__Your instructions__. Every record gets copied exactly, and no picture goes with it.

--------------------------------------------------

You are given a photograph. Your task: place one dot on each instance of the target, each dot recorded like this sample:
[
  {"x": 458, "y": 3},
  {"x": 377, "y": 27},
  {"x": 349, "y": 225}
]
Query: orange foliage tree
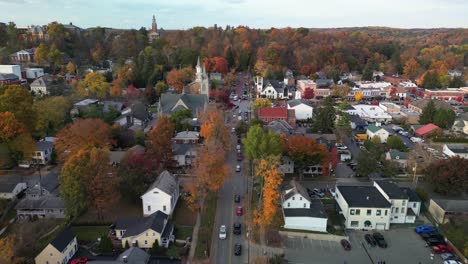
[
  {"x": 272, "y": 178},
  {"x": 82, "y": 133},
  {"x": 160, "y": 138}
]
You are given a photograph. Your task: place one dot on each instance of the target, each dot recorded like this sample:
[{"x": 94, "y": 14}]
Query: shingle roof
[
  {"x": 295, "y": 188},
  {"x": 61, "y": 241},
  {"x": 391, "y": 189},
  {"x": 363, "y": 196},
  {"x": 166, "y": 182},
  {"x": 137, "y": 225}
]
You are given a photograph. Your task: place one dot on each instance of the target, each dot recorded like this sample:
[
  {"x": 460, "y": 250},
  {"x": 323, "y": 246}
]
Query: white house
[
  {"x": 162, "y": 195},
  {"x": 303, "y": 110},
  {"x": 300, "y": 211},
  {"x": 363, "y": 207},
  {"x": 10, "y": 190},
  {"x": 60, "y": 250},
  {"x": 456, "y": 150},
  {"x": 380, "y": 132}
]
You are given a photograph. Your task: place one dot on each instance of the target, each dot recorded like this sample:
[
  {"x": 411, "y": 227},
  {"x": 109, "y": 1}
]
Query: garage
[{"x": 380, "y": 226}]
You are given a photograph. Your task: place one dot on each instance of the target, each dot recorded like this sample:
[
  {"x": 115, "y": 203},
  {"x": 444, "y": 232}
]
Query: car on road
[
  {"x": 237, "y": 229},
  {"x": 222, "y": 232},
  {"x": 370, "y": 240},
  {"x": 424, "y": 229},
  {"x": 237, "y": 249},
  {"x": 345, "y": 244},
  {"x": 380, "y": 240},
  {"x": 237, "y": 198},
  {"x": 239, "y": 211}
]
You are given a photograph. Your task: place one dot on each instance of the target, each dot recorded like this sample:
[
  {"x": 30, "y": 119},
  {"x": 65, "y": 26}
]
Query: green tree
[
  {"x": 428, "y": 113},
  {"x": 395, "y": 142},
  {"x": 324, "y": 120}
]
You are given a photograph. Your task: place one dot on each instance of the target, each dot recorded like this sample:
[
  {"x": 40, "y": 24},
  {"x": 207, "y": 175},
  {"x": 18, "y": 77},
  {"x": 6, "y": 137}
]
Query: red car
[
  {"x": 441, "y": 249},
  {"x": 82, "y": 260},
  {"x": 239, "y": 211}
]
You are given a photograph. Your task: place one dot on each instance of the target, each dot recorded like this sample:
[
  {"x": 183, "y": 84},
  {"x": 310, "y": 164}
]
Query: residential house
[
  {"x": 300, "y": 211},
  {"x": 419, "y": 105},
  {"x": 10, "y": 190},
  {"x": 428, "y": 130},
  {"x": 303, "y": 110},
  {"x": 143, "y": 232},
  {"x": 269, "y": 114},
  {"x": 442, "y": 209},
  {"x": 162, "y": 195},
  {"x": 399, "y": 157},
  {"x": 456, "y": 150},
  {"x": 380, "y": 132},
  {"x": 171, "y": 103},
  {"x": 363, "y": 207},
  {"x": 132, "y": 255},
  {"x": 60, "y": 250}
]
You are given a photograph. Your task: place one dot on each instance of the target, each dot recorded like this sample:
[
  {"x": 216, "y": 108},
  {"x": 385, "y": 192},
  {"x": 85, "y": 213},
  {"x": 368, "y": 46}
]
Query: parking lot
[{"x": 404, "y": 246}]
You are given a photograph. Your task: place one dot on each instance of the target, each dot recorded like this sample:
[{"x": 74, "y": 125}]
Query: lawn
[
  {"x": 206, "y": 228},
  {"x": 90, "y": 233}
]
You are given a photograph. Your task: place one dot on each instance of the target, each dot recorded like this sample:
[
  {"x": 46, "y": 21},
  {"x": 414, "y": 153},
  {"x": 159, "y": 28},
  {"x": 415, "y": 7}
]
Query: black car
[
  {"x": 370, "y": 240},
  {"x": 237, "y": 229},
  {"x": 237, "y": 249},
  {"x": 380, "y": 240}
]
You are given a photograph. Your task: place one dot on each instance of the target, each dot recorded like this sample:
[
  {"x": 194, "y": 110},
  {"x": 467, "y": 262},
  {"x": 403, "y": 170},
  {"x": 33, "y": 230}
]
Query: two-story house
[
  {"x": 143, "y": 232},
  {"x": 363, "y": 207},
  {"x": 162, "y": 195},
  {"x": 60, "y": 250},
  {"x": 300, "y": 211}
]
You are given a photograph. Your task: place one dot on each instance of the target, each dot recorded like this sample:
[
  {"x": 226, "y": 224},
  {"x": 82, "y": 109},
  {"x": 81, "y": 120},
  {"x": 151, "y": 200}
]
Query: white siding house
[
  {"x": 162, "y": 195},
  {"x": 300, "y": 211}
]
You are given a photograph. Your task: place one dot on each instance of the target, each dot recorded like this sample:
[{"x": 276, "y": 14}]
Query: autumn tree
[
  {"x": 449, "y": 176},
  {"x": 160, "y": 138},
  {"x": 306, "y": 152},
  {"x": 82, "y": 134},
  {"x": 308, "y": 93},
  {"x": 268, "y": 171}
]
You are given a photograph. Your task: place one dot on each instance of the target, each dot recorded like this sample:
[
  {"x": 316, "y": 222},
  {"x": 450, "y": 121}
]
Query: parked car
[
  {"x": 239, "y": 211},
  {"x": 222, "y": 232},
  {"x": 237, "y": 229},
  {"x": 370, "y": 240},
  {"x": 237, "y": 249},
  {"x": 237, "y": 198},
  {"x": 346, "y": 245},
  {"x": 424, "y": 229},
  {"x": 380, "y": 240}
]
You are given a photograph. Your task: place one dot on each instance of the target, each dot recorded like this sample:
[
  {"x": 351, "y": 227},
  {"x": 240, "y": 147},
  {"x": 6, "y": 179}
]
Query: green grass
[
  {"x": 90, "y": 233},
  {"x": 206, "y": 227}
]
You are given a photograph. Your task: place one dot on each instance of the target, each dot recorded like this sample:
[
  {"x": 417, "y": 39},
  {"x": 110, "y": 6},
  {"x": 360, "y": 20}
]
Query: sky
[{"x": 184, "y": 14}]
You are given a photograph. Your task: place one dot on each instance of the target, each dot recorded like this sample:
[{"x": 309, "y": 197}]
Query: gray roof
[
  {"x": 166, "y": 182},
  {"x": 137, "y": 225},
  {"x": 455, "y": 206},
  {"x": 295, "y": 188},
  {"x": 363, "y": 196},
  {"x": 391, "y": 189},
  {"x": 44, "y": 145},
  {"x": 61, "y": 241},
  {"x": 194, "y": 102},
  {"x": 43, "y": 202},
  {"x": 316, "y": 210}
]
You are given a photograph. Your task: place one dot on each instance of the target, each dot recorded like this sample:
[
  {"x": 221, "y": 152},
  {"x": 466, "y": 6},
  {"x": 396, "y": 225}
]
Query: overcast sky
[{"x": 183, "y": 14}]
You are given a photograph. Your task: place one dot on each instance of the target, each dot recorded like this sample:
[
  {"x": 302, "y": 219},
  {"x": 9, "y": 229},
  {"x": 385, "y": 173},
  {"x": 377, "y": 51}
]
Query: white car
[{"x": 222, "y": 232}]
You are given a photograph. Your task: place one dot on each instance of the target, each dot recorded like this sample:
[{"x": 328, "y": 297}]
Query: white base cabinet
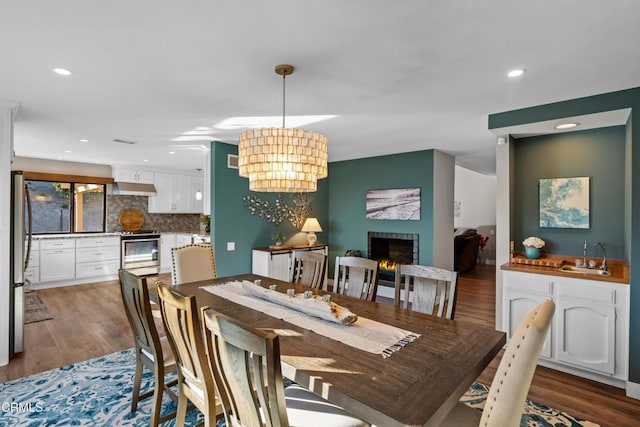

--------------------------------------------------

__Task result__.
You are given a photograph. Your task: place one dot on each instance of the target, each dot recorded like this sample:
[
  {"x": 458, "y": 3},
  {"x": 377, "y": 27},
  {"x": 349, "y": 225}
]
Query: orange foliage tree
[
  {"x": 272, "y": 178},
  {"x": 82, "y": 133},
  {"x": 160, "y": 138}
]
You are given a photograph. Your task: place one dot on each instance of the target, each dot recorded like this sample:
[{"x": 94, "y": 14}]
Query: shingle roof
[
  {"x": 295, "y": 188},
  {"x": 61, "y": 241},
  {"x": 391, "y": 189},
  {"x": 363, "y": 196},
  {"x": 166, "y": 182},
  {"x": 137, "y": 225}
]
You are given a photograph. Your task: place one dot on each instance of the target, each dot recorded like this sample:
[
  {"x": 460, "y": 250},
  {"x": 323, "y": 246}
]
Query: white house
[
  {"x": 162, "y": 195},
  {"x": 303, "y": 110},
  {"x": 300, "y": 211},
  {"x": 363, "y": 207},
  {"x": 10, "y": 190},
  {"x": 60, "y": 250},
  {"x": 456, "y": 150},
  {"x": 380, "y": 132}
]
You are given a photograph. Your task: place one dot on each instance of the target, each dot recorded like this sample:
[
  {"x": 411, "y": 227},
  {"x": 109, "y": 1}
]
Query: garage
[{"x": 380, "y": 226}]
You are given a photograph. Your task: place one dot on each instance of the target, each dot recorded like this sample:
[
  {"x": 115, "y": 203},
  {"x": 444, "y": 232}
]
Query: car on road
[
  {"x": 237, "y": 229},
  {"x": 222, "y": 232},
  {"x": 370, "y": 240},
  {"x": 424, "y": 229},
  {"x": 237, "y": 249},
  {"x": 345, "y": 244},
  {"x": 380, "y": 240},
  {"x": 237, "y": 198},
  {"x": 239, "y": 211}
]
You are given a photograph. Your task: place one dot on each instance of the target, each dot recorded like this sample:
[
  {"x": 30, "y": 119},
  {"x": 65, "y": 26}
]
Query: green tree
[
  {"x": 428, "y": 113},
  {"x": 395, "y": 142},
  {"x": 324, "y": 120}
]
You are given a photograph. Your task: place one dot on each instance of the target, each dot recorded like this sample:
[
  {"x": 40, "y": 24},
  {"x": 207, "y": 175},
  {"x": 18, "y": 77},
  {"x": 6, "y": 137}
]
Query: red car
[
  {"x": 441, "y": 249},
  {"x": 82, "y": 260},
  {"x": 239, "y": 211}
]
You are given a photograph. Your task: place one dot on each instance of the target, each dot recorded like this sample:
[
  {"x": 183, "y": 84},
  {"x": 310, "y": 164}
]
Query: residential house
[
  {"x": 300, "y": 211},
  {"x": 419, "y": 105},
  {"x": 10, "y": 190},
  {"x": 428, "y": 130},
  {"x": 303, "y": 110},
  {"x": 143, "y": 232},
  {"x": 269, "y": 114},
  {"x": 442, "y": 209},
  {"x": 162, "y": 195},
  {"x": 399, "y": 157},
  {"x": 456, "y": 150},
  {"x": 380, "y": 132},
  {"x": 171, "y": 103},
  {"x": 363, "y": 207},
  {"x": 132, "y": 255},
  {"x": 60, "y": 250}
]
You are given a photograph. Your task: place one dot on each instance of the target, each dot recorded like this sample:
[
  {"x": 216, "y": 108},
  {"x": 385, "y": 192},
  {"x": 85, "y": 213},
  {"x": 368, "y": 46}
]
Query: parking lot
[{"x": 404, "y": 246}]
You are given a photograph. Your task: place one dot on each instance of the target, each dot recorded like this sample:
[{"x": 74, "y": 125}]
Query: lawn
[
  {"x": 206, "y": 228},
  {"x": 90, "y": 233}
]
You are given a photograph. Your task: place one dot on each instance of the target, each dot recorded like this sample:
[
  {"x": 46, "y": 21},
  {"x": 414, "y": 153},
  {"x": 159, "y": 28},
  {"x": 415, "y": 7}
]
Query: black car
[
  {"x": 370, "y": 240},
  {"x": 237, "y": 229},
  {"x": 237, "y": 249},
  {"x": 380, "y": 240}
]
You are given a photograph. Your task: place one dot on each instance of the target, each dot recorded like this sample:
[
  {"x": 194, "y": 110},
  {"x": 467, "y": 262},
  {"x": 403, "y": 170},
  {"x": 33, "y": 230}
]
Query: two-story house
[
  {"x": 143, "y": 232},
  {"x": 363, "y": 207},
  {"x": 162, "y": 195},
  {"x": 60, "y": 250},
  {"x": 300, "y": 211}
]
You are given a photograph. Your task: place one dot on each instance of the target, each dot recorded like this sample:
[
  {"x": 226, "y": 224},
  {"x": 82, "y": 109},
  {"x": 81, "y": 120},
  {"x": 151, "y": 200}
]
Query: white siding house
[
  {"x": 162, "y": 195},
  {"x": 300, "y": 211}
]
You are given a photograph. Your task: place one dot on each instance of the target, each dot recorded like this sample:
[{"x": 276, "y": 14}]
Query: autumn tree
[
  {"x": 449, "y": 176},
  {"x": 160, "y": 138},
  {"x": 306, "y": 152},
  {"x": 82, "y": 134},
  {"x": 308, "y": 93},
  {"x": 268, "y": 171}
]
You are given a photograph. Your task: place one dot on each instance of the target, each dot recorded like this sample:
[
  {"x": 316, "y": 222},
  {"x": 450, "y": 121}
]
Query: parked car
[
  {"x": 239, "y": 211},
  {"x": 222, "y": 232},
  {"x": 237, "y": 229},
  {"x": 370, "y": 240},
  {"x": 237, "y": 249},
  {"x": 237, "y": 198},
  {"x": 346, "y": 245},
  {"x": 424, "y": 229},
  {"x": 380, "y": 240}
]
You are given a photograph. Your task: place one dot on each instance of the target, each dot recorded like this sample:
[
  {"x": 351, "y": 227},
  {"x": 240, "y": 147},
  {"x": 6, "y": 179}
]
Query: green grass
[
  {"x": 90, "y": 233},
  {"x": 206, "y": 227}
]
You are given a photograph. Your task: place one dot on each instance of the target, each dot recorded like this sample:
[
  {"x": 417, "y": 39},
  {"x": 110, "y": 6},
  {"x": 360, "y": 20}
]
Query: sky
[{"x": 184, "y": 14}]
You are given a photograph. Your task: place one dot on each instance of the target, each dot recorded like this sample:
[{"x": 309, "y": 197}]
Query: gray roof
[
  {"x": 166, "y": 182},
  {"x": 137, "y": 225},
  {"x": 455, "y": 206},
  {"x": 295, "y": 188},
  {"x": 363, "y": 196},
  {"x": 391, "y": 189},
  {"x": 44, "y": 145},
  {"x": 61, "y": 241},
  {"x": 194, "y": 102},
  {"x": 43, "y": 202},
  {"x": 316, "y": 210}
]
You are given a photograph. Your task: place one dot on each instance of the target, each dot recorded like this sample:
[
  {"x": 221, "y": 152},
  {"x": 466, "y": 6},
  {"x": 396, "y": 225}
]
Query: overcast sky
[{"x": 183, "y": 14}]
You are given a photograph. Your task: place one dot on each instance of the target, each dot recorded like this sample:
[
  {"x": 302, "y": 219},
  {"x": 9, "y": 229},
  {"x": 385, "y": 173},
  {"x": 377, "y": 51}
]
Query: white car
[{"x": 222, "y": 232}]
You are given a photograph. Your task: place one dot on each instance of the target, each dot recorded like this sample:
[{"x": 328, "y": 297}]
Query: white base cabinet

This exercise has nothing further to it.